#### [SET EXERCISE]
Locate every line in the records below that contains the word "mark", and copy each such line in full. Case counts, so a match must have the same capitals and lowercase letters.

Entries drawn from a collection

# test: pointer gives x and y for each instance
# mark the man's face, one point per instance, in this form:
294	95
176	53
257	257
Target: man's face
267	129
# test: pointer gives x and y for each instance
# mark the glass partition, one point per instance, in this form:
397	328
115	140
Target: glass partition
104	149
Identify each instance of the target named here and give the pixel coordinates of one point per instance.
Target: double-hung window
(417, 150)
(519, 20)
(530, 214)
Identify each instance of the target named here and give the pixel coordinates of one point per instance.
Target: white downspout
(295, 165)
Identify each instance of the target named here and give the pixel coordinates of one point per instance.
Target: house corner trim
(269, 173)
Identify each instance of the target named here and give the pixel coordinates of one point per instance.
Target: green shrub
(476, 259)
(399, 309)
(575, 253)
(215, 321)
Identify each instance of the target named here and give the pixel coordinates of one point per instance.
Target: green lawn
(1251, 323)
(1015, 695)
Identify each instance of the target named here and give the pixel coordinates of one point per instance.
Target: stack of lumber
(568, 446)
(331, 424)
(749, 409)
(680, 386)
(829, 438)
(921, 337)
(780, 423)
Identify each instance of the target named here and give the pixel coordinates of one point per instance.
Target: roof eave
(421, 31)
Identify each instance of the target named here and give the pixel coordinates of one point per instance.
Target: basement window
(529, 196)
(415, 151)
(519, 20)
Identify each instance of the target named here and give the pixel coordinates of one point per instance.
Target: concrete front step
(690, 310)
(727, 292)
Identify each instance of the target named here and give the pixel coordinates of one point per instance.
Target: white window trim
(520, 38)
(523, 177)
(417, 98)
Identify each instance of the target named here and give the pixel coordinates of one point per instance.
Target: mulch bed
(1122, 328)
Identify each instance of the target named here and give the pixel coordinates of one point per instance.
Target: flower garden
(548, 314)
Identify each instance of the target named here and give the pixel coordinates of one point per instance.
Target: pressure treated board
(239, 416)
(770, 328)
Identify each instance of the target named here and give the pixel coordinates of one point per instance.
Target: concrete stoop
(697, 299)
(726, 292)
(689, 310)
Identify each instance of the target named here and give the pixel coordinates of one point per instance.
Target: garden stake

#### [SOLUTION FOR THIS TASK]
# mark the man's face, one point per instance, in this form:
# mark the glass partition, one point per instance, in this form:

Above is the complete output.